■ **Activities**:
1. Using the article on collaboration, decide whether each statement agrees with the text. Answer yes or no for each and quote the words that decide it.
(a) As a child, Varel had to hug the sibling he had been fighting with for 30 minutes.
(b) Varel phones every one of his employees on their birthday.
(c) To get to know his people, Varel recommends speaking up often in meetings.
2. Answer these questions from the article on collaboration:
(a) How many people's work does Varel's amazing employee do?
(b) What is the name of the company where Varel's employees work?
(c) Which two gestures does Varel say show that someone is not 100 percent on board?
3. List everything the article on collaboration says Varel asks his employees about when he calls them on their birthday.

■ **Document extract**:
----------

Collaborate
When Varel was a child and his mother caught him fighting
with his siblings, she didn’t just send him to his room or
make him sit in timeout. Instead, he had to do the unbearable — stand there — often with a bloody nose — hugging
his enemy sibling for 30 minutes.
Despite how much he hated it, it taught him to play nicely
with others, and that’s a lesson that helps him today as he
grows his company.
For example, Varel has an amazing employee who does the
work of three people — and does it well. The problem is the
person isn’t a team player and won’t communicate — he isn’t
playing nice in the corporate sandbox, and it’s burning
bridges with his co-workers.
That employee has to go because if you don’t take action,
people will see you putting up with an ego for the sake of
performance.
When other employees see this, it creates issues that prevent you from growing and moving forward.
“You see it in sports all the time,” he says. “There’s always
this maverick basketball or football player who’s got such a
strong ego that he’s the reason the team is successful. There
in lies a cancer for collaboration. Nobody wants to work
with him then … they don’t want to play nice in the same
sandbox. Sorry. This is the sandbox we’re in, and we all have
to play nice.”
In order to nurture more collaboration in your organization, you have to first get to know your people.
“Start off, No. 1, by being involved in every meeting and
session you could as a listener because you don’t know who
your people are,” Varel says. “You don’t know who the ego-maniacs are. You don’t know who the individuals are who
will be ‘me’ versus ‘team.’ You don’t know who has personal
agendas. You don’t know the personal phobias.”
Part of getting to know people happens outside of the conference room though. Varel calls each of his 400 employees
to wish them a happy birthday, but he also asks them other
questions, like how are things going, what they see right,
what they see wrong, why they like working at FusionStorm
and about their family.
“Ask the open-ended questions, and then shut up and listen
because your leaders will come to the surface,” he says.
The next step to fostering collaboration is to recognize the
laws of nature.
“When you have two individuals, you have two different
ideas already,” Varel says.
With this issue, remind people that their differences are
OK, but they need to work past them. Varel has a statement
on the wall that reads, “You can disagree emphatically in this
meeting, but when you get out of this room, you agree with
one another emphatically on execution.” For that to actually
happen, watch how people respond both verbally and physically.
“If someone shrugs their shoulders or nods their head, you
know they’re not 100 percent on board,” Varel says. “Then
you ask, ‘Are you sure? What else is bothering you?’ That’s all
you can do.”
While he’s been burned before, at least asking these questions on the front end creates more buy-in and collaboration
later.
“Open discussions prior to that are acceptable, but after that,
they’ve got to be agreeing and having each other’s backs, so to
speak,” he says. “Otherwise, empowerment will fail.”

----------

■ **Study material**:
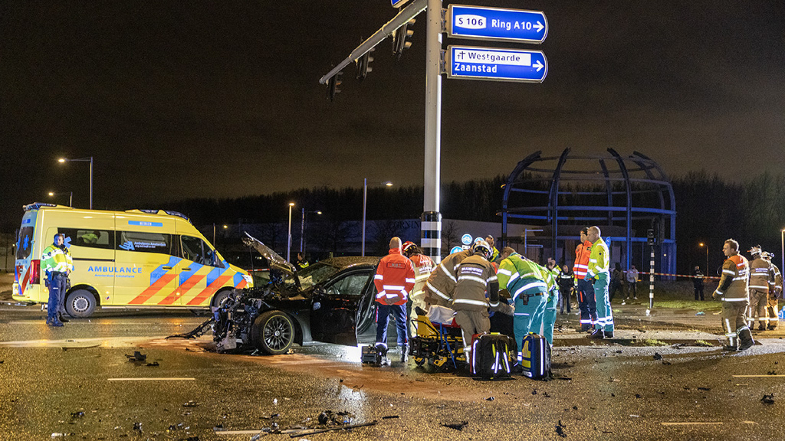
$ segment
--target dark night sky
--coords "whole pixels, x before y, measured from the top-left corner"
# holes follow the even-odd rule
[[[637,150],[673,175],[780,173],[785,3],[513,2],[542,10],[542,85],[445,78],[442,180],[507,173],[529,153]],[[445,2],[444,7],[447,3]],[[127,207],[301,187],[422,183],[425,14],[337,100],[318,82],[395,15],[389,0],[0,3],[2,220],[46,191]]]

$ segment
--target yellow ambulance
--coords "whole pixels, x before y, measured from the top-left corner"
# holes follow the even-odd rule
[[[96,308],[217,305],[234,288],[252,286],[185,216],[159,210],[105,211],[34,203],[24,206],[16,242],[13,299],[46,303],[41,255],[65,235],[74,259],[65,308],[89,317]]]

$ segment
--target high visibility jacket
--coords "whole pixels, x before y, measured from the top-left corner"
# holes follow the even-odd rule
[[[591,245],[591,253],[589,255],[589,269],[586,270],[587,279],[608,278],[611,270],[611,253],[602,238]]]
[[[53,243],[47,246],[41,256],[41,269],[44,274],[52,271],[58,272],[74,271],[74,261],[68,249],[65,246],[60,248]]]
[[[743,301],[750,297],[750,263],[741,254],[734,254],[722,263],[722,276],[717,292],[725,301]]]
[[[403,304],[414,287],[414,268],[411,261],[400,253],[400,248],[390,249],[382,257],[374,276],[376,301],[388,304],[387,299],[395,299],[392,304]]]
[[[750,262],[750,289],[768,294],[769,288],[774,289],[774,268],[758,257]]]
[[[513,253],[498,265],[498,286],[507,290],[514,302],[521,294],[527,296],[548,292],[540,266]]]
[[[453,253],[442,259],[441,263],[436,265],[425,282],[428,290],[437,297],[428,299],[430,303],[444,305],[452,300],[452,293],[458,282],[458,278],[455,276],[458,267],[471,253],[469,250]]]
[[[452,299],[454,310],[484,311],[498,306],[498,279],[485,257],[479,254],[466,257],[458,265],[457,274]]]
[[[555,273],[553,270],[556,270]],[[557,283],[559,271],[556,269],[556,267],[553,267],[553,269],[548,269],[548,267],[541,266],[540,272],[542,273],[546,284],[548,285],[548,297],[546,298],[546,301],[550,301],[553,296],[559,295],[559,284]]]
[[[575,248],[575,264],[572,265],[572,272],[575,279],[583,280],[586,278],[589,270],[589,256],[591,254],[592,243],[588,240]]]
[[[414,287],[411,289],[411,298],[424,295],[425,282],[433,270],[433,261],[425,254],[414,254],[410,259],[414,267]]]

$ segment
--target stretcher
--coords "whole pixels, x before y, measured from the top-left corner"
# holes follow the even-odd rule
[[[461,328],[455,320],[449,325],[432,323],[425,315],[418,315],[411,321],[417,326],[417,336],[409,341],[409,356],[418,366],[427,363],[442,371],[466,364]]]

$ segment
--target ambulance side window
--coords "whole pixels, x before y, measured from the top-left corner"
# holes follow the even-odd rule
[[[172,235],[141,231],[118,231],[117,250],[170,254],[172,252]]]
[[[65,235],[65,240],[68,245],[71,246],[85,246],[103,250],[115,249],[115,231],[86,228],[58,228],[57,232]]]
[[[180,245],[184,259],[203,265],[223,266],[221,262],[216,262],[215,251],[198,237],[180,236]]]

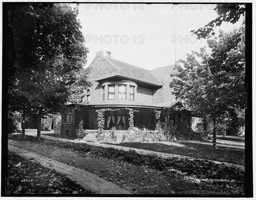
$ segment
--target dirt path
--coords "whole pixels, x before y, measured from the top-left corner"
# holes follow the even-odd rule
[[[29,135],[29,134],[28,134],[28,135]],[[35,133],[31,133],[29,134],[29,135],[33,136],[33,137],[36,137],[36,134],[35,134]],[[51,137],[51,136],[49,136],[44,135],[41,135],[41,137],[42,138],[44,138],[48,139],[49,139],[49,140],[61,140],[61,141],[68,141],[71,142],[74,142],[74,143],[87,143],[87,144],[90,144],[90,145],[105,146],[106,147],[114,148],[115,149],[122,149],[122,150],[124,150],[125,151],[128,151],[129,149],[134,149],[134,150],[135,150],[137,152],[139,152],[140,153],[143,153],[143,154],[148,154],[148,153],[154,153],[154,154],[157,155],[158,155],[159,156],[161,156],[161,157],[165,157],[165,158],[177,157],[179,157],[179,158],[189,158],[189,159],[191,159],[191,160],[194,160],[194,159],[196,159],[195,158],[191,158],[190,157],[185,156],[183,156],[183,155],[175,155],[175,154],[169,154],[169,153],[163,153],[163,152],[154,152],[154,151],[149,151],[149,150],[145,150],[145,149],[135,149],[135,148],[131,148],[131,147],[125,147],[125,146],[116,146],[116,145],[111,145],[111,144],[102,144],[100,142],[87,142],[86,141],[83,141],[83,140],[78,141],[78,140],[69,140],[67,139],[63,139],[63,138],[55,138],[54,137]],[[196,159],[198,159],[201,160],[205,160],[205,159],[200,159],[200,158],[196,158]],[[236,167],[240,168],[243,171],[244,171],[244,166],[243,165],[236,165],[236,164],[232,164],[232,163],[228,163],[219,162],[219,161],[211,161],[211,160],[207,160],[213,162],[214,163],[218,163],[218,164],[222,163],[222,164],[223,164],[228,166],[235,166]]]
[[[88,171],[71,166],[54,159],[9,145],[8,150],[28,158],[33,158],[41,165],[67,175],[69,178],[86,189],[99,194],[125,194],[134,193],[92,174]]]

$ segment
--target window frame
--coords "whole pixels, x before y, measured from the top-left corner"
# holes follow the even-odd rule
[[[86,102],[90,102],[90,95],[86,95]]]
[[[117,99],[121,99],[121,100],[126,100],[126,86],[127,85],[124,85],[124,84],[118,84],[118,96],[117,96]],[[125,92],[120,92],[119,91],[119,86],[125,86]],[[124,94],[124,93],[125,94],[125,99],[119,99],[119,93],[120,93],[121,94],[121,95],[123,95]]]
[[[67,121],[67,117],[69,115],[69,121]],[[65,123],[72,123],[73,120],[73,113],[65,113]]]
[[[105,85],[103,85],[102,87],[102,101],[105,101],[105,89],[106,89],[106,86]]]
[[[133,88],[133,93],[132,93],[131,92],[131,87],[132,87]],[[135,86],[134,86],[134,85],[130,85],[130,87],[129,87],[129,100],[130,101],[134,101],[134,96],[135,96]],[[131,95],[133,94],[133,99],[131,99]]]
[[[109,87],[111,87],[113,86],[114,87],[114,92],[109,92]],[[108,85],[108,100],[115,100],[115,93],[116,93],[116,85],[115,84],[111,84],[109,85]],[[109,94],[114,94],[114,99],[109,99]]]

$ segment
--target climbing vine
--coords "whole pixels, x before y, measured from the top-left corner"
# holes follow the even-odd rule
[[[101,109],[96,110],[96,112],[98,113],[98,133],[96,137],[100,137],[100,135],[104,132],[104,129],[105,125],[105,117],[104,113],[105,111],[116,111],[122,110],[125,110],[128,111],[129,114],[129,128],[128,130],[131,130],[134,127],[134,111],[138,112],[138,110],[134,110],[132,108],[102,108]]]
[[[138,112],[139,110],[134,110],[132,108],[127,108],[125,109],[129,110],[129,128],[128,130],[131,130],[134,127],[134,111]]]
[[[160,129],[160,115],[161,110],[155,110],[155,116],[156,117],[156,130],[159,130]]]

----------

■ **Problem solutions**:
1.
(a) Yes: "hugging his enemy sibling for 30 minutes"
(b) Yes: "Varel calls each of his 400 employees to wish them a happy birthday"
(c) No: "being involved in every meeting and session you could as a listener"

2.
(a) Three people's work.
(b) FusionStorm.
(c) Shrugging their shoulders or nodding their head.

3.
- How things are going
- What they see right
- What they see wrong
- Why they like working at FusionStorm
- Their family